§ GIVEN PROBLEM: Copy each of the following records verbatim, one per line.

§ DATASET EXCERPTS:
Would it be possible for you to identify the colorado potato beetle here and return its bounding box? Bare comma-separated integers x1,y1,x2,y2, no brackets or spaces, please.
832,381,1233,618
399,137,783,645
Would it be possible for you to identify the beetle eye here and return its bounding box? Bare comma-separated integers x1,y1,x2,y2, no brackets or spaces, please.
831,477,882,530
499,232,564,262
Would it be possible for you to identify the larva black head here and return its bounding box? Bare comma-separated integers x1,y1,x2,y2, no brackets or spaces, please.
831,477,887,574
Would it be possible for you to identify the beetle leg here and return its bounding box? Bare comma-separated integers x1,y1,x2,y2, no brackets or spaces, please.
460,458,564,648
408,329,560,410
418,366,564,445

§ SOLUTION TO THIS PROBLEM:
Would it be possible for you to identify the colorado potato beetle here and return its bounding box? Bare comma-separated integers x1,y1,x2,y2, no brackets or spaces, please.
832,381,1233,618
399,137,783,645
Would it be possible for you to identify the beetle eye here and return its bounding box? Bare comma-separated integers x1,y1,x2,y2, no brackets or spaces, please.
831,477,882,530
499,232,564,262
Would it be possible for you to identify the larva black head here and return its bounding box? Bare comma-separated integers x1,y1,x2,y2, no brackets or spaces, please.
831,477,887,574
Would it be possible for you to identify the beetle leg here and return its bounding box? Bare comma-separated integers x1,y1,x2,y2, no brackets or spaces, please.
460,458,564,648
408,329,560,410
418,366,564,445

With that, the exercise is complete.